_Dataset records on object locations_
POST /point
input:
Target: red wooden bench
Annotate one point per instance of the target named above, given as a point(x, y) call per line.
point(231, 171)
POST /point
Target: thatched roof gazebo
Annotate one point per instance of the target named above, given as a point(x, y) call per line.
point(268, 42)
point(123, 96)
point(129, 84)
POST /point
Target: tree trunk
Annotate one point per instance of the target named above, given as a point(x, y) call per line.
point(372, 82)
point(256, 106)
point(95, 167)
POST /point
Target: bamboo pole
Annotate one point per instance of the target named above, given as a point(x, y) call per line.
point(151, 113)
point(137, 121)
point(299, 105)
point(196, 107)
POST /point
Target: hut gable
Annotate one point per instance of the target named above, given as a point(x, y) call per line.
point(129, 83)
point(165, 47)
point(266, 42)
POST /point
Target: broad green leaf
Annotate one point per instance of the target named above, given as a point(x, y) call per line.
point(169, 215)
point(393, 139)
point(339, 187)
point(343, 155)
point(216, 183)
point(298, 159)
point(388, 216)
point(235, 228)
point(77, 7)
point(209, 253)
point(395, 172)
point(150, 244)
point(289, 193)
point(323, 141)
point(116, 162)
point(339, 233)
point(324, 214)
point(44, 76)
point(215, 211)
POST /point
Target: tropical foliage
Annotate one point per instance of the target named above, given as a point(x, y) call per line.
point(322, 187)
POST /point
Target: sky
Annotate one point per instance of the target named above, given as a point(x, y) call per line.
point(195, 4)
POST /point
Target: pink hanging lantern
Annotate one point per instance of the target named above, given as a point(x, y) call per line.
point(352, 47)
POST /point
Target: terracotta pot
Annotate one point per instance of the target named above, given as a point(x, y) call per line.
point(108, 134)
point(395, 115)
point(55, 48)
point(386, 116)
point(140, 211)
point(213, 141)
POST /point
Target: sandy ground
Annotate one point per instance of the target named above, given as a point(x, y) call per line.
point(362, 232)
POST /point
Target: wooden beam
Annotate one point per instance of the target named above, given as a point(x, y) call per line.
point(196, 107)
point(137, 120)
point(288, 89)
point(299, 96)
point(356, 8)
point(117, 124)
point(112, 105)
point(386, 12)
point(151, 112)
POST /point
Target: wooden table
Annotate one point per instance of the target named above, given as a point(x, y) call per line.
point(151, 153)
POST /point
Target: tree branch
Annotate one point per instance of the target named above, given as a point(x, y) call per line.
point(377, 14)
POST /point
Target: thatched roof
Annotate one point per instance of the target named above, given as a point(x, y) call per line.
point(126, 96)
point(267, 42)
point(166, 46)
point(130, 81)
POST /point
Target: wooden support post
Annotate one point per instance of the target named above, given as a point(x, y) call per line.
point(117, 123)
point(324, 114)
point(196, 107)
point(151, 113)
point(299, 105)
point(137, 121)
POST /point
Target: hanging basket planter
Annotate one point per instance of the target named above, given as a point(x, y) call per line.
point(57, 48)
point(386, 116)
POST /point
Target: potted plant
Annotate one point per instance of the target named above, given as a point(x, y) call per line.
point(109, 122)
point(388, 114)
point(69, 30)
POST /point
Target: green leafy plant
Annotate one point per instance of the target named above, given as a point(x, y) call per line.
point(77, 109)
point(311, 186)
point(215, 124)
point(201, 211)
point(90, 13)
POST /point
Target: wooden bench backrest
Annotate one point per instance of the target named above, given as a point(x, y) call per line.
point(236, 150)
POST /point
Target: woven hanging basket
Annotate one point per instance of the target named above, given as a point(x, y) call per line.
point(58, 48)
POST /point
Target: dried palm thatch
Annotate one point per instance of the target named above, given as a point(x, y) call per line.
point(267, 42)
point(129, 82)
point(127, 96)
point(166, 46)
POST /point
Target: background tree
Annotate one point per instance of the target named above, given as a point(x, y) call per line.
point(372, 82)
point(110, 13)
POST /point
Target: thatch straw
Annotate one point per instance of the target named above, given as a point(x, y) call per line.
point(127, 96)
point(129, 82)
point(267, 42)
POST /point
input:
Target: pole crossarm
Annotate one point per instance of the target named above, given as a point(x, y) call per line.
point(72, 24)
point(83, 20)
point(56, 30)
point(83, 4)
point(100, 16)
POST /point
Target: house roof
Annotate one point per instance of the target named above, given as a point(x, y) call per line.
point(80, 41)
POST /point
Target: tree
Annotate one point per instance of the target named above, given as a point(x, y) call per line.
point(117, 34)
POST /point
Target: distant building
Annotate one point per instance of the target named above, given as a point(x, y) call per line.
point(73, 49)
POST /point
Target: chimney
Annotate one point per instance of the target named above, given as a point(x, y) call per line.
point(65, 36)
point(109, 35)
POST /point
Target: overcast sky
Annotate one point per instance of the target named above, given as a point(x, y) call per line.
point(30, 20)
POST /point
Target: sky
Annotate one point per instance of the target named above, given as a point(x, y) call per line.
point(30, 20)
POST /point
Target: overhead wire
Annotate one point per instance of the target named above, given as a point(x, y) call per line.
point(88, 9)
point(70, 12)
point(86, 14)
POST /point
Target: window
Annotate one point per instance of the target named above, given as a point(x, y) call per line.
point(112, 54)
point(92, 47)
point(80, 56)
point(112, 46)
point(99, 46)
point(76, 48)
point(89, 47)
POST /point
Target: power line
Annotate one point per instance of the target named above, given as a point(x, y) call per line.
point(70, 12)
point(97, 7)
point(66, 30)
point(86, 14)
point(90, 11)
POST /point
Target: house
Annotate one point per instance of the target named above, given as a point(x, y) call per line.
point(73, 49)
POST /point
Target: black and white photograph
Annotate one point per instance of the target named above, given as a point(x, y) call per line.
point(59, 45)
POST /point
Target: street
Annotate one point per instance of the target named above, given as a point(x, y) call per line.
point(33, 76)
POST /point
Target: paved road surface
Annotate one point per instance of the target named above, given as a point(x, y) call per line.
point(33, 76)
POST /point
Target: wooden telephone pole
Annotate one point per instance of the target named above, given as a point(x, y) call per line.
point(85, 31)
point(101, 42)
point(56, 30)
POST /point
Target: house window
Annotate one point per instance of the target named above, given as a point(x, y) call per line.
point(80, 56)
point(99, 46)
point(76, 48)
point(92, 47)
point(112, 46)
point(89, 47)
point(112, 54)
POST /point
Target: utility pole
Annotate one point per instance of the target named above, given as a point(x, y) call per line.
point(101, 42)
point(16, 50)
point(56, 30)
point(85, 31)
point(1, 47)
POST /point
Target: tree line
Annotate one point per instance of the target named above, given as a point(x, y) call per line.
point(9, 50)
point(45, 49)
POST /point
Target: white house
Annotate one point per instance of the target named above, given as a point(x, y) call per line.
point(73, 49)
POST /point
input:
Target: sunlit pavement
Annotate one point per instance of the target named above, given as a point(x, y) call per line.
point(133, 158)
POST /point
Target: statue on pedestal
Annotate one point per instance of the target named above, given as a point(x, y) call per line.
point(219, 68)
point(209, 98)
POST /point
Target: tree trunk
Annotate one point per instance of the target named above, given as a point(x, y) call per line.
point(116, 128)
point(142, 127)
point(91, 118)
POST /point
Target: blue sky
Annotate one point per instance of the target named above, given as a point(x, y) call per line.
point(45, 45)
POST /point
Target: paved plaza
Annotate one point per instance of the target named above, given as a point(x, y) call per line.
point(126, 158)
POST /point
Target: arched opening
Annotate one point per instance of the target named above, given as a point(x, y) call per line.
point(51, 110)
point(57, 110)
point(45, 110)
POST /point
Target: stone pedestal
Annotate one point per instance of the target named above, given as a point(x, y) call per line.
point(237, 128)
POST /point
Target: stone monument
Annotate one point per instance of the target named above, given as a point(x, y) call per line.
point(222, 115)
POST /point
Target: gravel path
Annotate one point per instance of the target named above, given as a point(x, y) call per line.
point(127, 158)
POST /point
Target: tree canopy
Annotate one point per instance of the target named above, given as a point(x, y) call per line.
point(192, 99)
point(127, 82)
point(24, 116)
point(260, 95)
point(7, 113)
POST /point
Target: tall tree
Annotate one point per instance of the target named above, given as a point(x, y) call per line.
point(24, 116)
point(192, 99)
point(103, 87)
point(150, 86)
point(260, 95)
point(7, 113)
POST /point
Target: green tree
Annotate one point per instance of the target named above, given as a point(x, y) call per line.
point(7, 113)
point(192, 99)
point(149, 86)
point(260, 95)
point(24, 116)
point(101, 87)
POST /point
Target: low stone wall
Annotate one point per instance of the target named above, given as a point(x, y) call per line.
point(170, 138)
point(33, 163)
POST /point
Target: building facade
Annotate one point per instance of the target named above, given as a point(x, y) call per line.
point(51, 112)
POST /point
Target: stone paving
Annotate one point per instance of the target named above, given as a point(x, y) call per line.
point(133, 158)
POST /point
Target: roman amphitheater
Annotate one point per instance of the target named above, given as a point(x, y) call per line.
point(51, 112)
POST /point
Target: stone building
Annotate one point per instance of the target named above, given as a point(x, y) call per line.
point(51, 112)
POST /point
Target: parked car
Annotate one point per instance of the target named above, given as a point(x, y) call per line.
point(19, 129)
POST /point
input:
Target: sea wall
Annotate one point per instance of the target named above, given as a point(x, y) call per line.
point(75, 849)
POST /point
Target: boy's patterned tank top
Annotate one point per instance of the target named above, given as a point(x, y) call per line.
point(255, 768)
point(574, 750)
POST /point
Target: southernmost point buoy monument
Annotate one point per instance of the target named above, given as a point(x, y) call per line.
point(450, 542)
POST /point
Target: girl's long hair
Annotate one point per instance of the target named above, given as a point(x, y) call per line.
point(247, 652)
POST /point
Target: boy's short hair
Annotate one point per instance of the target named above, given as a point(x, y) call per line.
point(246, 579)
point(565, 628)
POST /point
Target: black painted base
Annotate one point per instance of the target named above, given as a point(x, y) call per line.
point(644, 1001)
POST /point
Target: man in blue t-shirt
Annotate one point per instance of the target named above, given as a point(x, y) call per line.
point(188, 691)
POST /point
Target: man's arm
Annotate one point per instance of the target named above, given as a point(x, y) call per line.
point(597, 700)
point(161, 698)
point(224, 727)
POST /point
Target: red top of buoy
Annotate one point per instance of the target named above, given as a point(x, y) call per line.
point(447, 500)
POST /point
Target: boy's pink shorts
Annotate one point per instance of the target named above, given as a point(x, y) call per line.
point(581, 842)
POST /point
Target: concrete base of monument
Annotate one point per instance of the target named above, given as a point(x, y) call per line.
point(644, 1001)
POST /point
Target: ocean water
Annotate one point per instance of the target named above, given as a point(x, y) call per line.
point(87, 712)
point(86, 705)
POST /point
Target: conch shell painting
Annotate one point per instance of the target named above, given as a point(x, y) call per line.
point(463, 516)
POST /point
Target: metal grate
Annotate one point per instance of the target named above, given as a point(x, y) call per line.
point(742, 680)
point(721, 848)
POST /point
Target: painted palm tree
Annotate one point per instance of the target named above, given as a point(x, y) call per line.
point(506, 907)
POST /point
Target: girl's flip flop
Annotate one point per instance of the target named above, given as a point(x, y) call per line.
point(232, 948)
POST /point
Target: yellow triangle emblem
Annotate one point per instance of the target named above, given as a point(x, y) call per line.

_Task_
Copy everything from the start of the material down to the line containing "point(129, 84)", substituting "bamboo pavilion" for "thatched roof gazebo" and leaving the rest unchanged.

_Finished answer_
POST /point
input:
Target: red wooden bench
Annotate one point per instance of the target named above, given as a point(x, y) call per line.
point(231, 171)
POST /point
Target: bamboo pavilion
Annotate one point per instance of the target named above, given as a point(x, y) call per line.
point(268, 42)
point(123, 96)
point(129, 84)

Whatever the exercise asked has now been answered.